Directive - Identify each line in the items below that contains the string "trunk" and copy those lines. Letter case counts.

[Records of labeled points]
▶

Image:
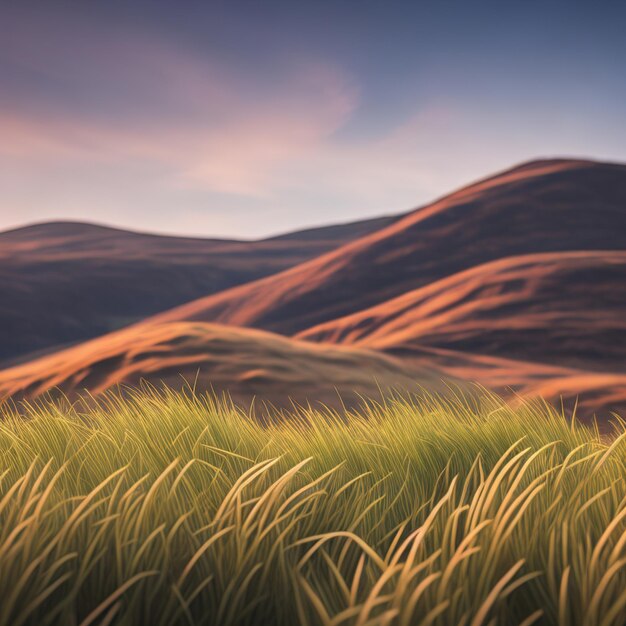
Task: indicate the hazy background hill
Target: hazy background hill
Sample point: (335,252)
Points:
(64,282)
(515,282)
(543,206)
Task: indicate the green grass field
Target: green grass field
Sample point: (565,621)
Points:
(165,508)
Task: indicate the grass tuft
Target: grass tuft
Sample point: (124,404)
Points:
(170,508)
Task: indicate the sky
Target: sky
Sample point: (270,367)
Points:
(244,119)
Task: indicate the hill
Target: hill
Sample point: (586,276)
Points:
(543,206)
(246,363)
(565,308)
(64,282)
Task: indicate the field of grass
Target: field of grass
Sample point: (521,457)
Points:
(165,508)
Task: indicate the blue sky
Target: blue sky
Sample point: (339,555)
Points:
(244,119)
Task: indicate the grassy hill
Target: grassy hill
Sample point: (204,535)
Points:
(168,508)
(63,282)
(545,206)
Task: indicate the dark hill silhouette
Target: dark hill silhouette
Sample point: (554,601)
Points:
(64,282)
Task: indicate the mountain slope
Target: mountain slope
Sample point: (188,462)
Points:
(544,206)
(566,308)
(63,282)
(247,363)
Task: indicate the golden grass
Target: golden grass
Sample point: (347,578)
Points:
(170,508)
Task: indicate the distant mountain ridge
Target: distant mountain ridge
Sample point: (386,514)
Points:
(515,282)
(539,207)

◀
▶

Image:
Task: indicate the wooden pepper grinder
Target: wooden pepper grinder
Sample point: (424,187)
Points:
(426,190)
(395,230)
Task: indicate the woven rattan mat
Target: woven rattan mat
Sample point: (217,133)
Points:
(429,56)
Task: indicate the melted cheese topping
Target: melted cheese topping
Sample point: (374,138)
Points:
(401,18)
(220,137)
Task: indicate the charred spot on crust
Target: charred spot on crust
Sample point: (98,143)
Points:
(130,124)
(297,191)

◀
▶

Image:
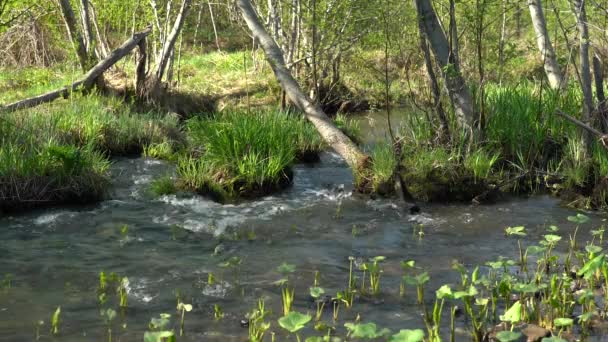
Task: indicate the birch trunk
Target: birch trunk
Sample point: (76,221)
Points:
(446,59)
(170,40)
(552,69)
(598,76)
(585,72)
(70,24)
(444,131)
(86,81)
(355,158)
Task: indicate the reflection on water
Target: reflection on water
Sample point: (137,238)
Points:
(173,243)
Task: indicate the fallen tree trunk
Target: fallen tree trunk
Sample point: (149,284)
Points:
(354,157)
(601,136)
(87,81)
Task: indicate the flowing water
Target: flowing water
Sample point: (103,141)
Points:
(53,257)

◀

Task result -
Task: indicate the birch trunk
Target: birch trunk
Task: indicate the fallen tree trunk
Target: fallen tree trunk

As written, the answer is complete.